__Direction__
Collect every line in the items below that contains the word "leaf" and copy each one in full. Case counts.

───

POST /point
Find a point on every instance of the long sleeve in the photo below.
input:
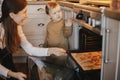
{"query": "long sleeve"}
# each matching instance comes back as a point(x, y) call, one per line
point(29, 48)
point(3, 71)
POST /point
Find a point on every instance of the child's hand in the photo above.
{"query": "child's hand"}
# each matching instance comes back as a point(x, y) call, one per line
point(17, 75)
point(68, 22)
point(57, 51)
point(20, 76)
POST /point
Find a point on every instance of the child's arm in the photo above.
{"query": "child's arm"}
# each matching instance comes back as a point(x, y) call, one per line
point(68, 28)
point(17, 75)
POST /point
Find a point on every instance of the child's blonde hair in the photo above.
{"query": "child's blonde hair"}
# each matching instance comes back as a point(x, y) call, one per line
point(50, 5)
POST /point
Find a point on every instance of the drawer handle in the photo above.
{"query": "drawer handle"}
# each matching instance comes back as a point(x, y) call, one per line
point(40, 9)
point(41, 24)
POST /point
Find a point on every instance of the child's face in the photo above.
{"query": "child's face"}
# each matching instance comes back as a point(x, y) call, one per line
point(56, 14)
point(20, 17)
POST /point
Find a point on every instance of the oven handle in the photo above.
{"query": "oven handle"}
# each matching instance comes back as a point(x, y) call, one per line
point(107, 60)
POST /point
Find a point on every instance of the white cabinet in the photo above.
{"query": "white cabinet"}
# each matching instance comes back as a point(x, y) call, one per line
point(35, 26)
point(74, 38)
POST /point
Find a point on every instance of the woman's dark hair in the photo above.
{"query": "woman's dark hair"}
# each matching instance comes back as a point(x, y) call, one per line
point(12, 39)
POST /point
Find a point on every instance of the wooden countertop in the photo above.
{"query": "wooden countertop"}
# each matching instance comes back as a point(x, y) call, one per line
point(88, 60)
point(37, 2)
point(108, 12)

───

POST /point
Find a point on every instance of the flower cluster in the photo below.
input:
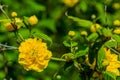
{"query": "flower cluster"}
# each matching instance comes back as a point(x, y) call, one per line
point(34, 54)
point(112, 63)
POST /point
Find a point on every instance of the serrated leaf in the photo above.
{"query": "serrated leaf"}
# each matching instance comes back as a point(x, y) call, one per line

───

__The result__
Find a point on every instance of the serrated leaf in the photo above.
{"query": "serrated leaf"}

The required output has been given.